[Saved data entries]
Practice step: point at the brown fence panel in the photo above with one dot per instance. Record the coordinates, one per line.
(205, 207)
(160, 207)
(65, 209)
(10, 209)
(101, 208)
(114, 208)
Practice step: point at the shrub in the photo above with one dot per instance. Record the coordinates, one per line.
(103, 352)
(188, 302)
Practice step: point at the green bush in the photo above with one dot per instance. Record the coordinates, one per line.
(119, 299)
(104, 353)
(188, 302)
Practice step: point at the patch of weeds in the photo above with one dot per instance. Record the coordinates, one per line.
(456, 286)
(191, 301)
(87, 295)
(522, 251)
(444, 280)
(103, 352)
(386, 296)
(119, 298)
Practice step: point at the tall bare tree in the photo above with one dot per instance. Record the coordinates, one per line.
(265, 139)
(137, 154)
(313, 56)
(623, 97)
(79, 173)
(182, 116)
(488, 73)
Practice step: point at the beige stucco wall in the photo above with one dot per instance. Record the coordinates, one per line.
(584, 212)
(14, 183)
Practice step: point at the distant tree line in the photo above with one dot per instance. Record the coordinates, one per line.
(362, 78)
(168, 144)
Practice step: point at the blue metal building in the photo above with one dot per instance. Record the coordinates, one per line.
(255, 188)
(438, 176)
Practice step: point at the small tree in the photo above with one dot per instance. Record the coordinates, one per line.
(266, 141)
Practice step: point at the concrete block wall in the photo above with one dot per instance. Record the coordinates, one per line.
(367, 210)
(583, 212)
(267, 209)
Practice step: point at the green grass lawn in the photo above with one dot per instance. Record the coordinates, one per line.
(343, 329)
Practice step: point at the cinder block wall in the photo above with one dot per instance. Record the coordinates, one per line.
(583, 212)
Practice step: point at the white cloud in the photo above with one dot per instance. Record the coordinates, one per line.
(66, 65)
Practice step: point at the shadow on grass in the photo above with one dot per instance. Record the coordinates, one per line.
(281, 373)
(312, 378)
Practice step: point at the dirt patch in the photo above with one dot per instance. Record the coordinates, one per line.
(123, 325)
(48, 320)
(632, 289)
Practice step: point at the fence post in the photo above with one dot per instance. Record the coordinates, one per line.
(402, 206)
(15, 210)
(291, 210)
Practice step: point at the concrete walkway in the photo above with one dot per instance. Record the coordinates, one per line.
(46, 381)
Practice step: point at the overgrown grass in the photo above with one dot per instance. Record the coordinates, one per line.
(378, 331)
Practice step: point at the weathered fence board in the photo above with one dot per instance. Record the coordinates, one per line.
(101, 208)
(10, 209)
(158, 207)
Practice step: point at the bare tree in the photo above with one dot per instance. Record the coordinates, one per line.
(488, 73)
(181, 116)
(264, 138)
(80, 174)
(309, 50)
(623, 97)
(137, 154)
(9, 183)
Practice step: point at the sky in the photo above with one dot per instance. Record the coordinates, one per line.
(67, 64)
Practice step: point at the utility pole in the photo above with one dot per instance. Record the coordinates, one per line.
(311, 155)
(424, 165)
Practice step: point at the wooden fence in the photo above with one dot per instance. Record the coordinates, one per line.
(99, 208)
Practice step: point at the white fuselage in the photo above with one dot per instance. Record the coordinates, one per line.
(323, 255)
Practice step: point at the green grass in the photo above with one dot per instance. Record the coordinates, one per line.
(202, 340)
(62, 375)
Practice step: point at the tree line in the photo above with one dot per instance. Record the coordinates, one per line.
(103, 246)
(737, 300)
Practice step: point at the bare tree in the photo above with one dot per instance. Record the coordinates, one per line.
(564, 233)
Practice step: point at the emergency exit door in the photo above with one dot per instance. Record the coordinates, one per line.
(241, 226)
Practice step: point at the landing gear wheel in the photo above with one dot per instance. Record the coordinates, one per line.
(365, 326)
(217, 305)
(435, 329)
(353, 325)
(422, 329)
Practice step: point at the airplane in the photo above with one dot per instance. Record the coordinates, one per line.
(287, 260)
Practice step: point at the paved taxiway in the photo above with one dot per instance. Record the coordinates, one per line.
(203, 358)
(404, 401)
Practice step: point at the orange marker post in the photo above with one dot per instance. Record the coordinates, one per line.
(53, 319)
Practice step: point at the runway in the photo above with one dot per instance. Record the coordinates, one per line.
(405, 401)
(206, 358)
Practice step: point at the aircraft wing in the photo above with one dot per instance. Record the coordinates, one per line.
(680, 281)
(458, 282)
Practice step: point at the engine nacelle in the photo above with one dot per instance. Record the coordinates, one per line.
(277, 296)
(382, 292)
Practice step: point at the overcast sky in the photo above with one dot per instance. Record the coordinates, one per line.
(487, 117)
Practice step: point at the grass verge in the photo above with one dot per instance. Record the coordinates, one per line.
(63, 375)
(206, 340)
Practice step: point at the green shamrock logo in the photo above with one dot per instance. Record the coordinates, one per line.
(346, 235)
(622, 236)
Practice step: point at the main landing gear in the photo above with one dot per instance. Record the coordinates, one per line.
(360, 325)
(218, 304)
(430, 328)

EXERCISE BRIEF: Please copy the data above word for word, starting at the line that contains "Practice step: point at the aircraft" and ending at the final line of the data.

OUTPUT:
Practice step: point at the aircraft wing in the photo above with one dot per instance. Record the coordinates, one per line.
(680, 281)
(458, 282)
Practice step: point at the engine nacelle in the photo above with one dot per instance. Record the coordinates, one per line.
(277, 296)
(382, 292)
Practice step: point at the overcast sky in the photo above with one dot per instance. Record the coordinates, one per line.
(487, 117)
Practice step: point at the grass verge in the photo above with one dot per instance. Record the coordinates, one per line.
(63, 375)
(206, 340)
Practice step: point at the green shamrock logo in the photo above with one dot per instance. Record the coordinates, one per line.
(346, 235)
(622, 236)
Practice step: point at the main landing gear in the photo above with one dot per instance. Record the coordinates, one per line.
(360, 325)
(218, 304)
(430, 328)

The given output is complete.